++++ RECORDS FOR PROCESSING

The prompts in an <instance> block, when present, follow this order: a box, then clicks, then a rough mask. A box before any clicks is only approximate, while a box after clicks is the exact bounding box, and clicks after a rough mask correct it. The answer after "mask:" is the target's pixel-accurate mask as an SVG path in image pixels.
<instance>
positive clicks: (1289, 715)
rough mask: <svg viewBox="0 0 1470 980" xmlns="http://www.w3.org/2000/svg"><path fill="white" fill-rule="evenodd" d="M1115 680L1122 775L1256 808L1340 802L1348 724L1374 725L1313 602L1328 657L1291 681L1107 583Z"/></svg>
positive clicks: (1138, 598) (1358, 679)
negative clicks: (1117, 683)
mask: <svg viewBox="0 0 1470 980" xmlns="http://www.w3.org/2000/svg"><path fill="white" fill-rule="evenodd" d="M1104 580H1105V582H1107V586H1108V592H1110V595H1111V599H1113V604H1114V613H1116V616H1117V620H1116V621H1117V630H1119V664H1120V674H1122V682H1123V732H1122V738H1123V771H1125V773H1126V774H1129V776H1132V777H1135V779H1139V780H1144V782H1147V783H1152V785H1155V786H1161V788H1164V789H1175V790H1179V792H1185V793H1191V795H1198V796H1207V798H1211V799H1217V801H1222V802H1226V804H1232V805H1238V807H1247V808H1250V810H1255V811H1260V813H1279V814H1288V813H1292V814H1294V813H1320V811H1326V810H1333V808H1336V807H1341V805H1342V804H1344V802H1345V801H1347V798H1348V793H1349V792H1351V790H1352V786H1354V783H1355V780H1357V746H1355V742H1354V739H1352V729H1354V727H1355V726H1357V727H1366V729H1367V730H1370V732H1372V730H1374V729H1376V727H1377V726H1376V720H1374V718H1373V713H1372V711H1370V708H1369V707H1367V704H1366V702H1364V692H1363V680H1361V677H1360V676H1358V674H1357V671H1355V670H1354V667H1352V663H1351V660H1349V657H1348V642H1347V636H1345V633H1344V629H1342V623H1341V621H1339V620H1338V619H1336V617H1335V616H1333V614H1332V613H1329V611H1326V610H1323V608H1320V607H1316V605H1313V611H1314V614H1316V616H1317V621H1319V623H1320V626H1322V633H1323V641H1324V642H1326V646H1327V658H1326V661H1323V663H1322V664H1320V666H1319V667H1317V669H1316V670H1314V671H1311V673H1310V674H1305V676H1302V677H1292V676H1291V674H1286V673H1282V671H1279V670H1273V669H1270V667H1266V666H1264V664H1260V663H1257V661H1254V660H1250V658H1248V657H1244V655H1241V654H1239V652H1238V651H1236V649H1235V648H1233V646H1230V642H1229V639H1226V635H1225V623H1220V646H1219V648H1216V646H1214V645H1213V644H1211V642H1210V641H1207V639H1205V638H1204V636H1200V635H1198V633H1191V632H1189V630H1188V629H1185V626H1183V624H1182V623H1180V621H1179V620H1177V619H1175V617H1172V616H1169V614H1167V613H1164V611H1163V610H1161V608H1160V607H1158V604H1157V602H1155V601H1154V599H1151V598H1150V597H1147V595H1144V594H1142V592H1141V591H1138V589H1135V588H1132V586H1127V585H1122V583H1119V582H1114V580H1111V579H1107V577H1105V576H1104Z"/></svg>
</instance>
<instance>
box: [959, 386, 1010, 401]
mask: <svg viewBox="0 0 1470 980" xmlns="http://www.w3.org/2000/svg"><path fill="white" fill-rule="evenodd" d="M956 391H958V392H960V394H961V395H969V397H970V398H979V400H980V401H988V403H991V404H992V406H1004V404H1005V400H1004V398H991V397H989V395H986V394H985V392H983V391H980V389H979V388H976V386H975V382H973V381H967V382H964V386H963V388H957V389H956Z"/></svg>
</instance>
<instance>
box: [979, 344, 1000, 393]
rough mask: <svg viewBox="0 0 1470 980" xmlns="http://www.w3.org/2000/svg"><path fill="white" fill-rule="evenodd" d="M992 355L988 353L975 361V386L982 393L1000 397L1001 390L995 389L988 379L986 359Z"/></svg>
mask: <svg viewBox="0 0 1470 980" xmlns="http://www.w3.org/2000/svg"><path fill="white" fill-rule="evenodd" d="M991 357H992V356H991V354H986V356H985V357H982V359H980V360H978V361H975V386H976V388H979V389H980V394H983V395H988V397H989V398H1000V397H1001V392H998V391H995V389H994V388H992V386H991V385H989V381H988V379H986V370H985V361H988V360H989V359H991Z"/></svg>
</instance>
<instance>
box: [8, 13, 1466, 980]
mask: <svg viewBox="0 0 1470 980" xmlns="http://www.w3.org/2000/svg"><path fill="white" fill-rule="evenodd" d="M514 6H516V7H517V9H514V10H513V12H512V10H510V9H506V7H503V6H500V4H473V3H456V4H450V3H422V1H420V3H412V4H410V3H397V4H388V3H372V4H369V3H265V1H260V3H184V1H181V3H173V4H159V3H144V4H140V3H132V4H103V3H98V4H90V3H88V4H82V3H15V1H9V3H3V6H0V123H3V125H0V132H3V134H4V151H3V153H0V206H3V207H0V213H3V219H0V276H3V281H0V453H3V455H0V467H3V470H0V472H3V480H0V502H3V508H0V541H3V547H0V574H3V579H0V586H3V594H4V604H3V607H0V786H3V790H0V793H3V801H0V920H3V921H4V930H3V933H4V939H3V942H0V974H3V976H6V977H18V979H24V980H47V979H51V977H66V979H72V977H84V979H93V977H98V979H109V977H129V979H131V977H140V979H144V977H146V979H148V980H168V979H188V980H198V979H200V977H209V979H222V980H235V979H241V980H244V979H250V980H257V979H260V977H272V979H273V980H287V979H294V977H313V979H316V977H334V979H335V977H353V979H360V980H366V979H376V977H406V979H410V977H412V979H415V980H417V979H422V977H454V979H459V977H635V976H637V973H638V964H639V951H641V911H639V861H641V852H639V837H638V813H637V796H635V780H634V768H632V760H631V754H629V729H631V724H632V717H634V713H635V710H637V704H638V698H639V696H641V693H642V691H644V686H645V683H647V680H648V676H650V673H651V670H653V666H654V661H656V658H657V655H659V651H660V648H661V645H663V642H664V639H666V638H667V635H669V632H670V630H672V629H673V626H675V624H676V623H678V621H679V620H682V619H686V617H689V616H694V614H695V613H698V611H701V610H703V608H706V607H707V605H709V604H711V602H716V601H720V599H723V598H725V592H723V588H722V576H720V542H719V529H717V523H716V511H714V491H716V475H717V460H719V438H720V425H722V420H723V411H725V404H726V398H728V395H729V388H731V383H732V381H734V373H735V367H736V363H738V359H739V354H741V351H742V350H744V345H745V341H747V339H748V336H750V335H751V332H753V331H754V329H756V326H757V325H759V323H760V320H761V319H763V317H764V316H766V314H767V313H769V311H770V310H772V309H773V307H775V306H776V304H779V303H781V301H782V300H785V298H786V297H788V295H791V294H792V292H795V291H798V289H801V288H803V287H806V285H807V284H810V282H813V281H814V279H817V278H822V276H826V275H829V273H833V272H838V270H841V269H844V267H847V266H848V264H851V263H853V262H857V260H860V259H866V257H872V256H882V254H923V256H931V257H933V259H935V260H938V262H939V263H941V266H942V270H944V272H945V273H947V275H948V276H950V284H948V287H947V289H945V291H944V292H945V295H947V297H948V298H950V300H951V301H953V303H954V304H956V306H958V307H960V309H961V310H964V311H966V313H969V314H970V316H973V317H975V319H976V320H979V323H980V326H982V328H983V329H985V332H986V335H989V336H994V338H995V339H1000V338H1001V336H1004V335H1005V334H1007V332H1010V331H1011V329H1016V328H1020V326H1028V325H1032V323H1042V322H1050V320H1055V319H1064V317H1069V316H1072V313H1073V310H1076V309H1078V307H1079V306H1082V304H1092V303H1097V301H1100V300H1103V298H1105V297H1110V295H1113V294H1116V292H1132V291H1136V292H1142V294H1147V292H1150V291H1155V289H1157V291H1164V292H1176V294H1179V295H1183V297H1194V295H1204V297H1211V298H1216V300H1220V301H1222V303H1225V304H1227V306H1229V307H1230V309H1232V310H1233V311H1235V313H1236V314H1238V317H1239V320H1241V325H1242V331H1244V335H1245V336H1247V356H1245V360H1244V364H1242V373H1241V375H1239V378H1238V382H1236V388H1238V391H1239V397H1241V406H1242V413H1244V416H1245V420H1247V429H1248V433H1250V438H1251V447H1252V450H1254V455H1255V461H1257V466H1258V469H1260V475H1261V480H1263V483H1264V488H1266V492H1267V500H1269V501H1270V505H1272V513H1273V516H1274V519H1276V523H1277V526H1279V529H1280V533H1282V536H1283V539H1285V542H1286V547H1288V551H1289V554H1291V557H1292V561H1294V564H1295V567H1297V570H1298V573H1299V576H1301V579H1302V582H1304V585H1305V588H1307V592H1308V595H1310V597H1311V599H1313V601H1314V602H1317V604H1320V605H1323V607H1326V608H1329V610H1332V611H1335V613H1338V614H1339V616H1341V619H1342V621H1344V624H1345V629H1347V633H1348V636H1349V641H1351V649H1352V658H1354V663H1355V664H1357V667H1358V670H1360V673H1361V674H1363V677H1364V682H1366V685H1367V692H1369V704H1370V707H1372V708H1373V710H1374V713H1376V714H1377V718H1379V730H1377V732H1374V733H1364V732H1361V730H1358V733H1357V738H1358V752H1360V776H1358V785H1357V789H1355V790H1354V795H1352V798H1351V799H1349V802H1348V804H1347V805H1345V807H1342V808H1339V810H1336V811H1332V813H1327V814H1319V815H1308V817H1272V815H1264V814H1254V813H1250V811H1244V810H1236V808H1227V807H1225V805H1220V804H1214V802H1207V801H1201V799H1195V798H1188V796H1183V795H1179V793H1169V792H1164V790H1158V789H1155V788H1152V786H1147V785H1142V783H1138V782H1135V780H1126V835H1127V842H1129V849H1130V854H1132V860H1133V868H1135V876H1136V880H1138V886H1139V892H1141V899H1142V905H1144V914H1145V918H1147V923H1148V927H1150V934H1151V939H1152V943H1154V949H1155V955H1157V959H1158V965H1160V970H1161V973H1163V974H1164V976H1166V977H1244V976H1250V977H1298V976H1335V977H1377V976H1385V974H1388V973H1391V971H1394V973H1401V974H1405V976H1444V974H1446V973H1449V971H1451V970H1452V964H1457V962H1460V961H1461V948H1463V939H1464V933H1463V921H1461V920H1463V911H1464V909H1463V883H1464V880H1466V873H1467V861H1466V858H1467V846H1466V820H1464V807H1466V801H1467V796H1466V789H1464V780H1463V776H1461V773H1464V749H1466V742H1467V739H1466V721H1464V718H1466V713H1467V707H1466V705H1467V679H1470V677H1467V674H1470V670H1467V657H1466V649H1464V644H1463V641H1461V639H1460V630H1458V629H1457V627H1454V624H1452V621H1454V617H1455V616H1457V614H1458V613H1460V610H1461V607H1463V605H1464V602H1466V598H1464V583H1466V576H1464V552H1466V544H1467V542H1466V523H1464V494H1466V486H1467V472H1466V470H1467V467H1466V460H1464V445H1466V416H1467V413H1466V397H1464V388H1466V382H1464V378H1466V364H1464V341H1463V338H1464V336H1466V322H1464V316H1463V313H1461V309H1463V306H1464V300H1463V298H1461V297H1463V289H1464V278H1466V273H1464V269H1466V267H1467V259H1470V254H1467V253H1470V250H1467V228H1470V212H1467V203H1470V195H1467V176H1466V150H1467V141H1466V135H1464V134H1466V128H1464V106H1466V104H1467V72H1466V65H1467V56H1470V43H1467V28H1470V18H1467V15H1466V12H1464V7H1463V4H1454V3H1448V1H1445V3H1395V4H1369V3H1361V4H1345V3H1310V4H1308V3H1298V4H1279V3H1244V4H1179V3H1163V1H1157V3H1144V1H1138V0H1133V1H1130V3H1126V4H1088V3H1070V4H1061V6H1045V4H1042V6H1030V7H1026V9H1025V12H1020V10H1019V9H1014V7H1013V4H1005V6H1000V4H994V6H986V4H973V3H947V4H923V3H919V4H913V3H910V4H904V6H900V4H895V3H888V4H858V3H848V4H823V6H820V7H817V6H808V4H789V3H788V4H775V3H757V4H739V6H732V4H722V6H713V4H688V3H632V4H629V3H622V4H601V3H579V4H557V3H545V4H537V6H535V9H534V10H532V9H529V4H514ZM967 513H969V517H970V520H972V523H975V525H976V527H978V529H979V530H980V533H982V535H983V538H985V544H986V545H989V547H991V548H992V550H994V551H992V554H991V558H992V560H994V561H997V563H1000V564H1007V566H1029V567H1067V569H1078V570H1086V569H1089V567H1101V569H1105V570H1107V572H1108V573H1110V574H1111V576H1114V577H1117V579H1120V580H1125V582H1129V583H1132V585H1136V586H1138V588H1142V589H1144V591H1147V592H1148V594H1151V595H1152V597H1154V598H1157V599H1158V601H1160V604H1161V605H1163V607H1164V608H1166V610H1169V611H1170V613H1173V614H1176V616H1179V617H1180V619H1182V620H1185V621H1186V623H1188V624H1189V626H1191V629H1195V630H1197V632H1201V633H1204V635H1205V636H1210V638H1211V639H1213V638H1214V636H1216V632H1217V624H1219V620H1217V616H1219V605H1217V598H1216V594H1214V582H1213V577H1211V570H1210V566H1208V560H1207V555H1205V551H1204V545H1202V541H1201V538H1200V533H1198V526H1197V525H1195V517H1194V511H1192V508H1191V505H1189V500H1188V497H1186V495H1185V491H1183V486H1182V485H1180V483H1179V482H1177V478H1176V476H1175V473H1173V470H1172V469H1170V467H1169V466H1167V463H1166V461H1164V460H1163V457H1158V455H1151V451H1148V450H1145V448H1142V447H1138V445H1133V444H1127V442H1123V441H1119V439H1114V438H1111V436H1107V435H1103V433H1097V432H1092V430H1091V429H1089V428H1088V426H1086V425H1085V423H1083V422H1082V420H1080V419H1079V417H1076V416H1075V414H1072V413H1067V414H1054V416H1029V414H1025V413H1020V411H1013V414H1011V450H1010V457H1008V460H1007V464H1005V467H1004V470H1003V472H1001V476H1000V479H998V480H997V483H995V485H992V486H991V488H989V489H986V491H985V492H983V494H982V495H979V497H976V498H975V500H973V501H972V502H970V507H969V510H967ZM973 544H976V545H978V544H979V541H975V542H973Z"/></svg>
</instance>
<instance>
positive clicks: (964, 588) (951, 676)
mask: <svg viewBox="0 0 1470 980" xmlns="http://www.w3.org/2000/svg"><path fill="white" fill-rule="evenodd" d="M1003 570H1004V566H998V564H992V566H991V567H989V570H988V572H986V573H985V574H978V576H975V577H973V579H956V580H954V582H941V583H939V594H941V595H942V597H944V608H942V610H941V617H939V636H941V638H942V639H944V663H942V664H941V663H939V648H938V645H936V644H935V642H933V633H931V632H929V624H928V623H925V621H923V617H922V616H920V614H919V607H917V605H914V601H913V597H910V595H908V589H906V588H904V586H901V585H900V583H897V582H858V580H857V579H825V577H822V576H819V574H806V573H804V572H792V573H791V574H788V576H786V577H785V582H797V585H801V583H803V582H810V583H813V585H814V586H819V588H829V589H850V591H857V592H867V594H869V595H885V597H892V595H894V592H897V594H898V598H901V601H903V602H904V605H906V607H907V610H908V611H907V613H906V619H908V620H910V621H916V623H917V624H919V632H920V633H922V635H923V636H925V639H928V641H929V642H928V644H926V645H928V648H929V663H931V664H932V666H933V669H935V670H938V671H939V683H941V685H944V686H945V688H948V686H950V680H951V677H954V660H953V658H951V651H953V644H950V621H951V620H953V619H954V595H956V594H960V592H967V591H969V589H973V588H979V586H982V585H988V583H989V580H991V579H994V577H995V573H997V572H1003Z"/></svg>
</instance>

++++++++

» **WHAT IS NEEDED**: Copy out the rows from the very first one through the line holding "negative clicks: (1117, 683)", inclusive, and reproduce each line without any change.

» **SOLUTION**:
The prompts in an <instance> block, when present, follow this order: a box, then clicks, then a rough mask. A box before any clicks is only approximate, while a box after clicks is the exact bounding box, and clicks after a rough mask correct it. The answer after "mask:" is the target's pixel-accurate mask as an SVG path in image pixels.
<instance>
positive clicks: (1289, 715)
rough mask: <svg viewBox="0 0 1470 980" xmlns="http://www.w3.org/2000/svg"><path fill="white" fill-rule="evenodd" d="M1115 680L1122 775L1256 808L1340 802L1348 724L1374 725L1313 602L1328 657L1291 681L1107 583Z"/></svg>
positive clicks: (1138, 598) (1358, 679)
negative clicks: (1117, 683)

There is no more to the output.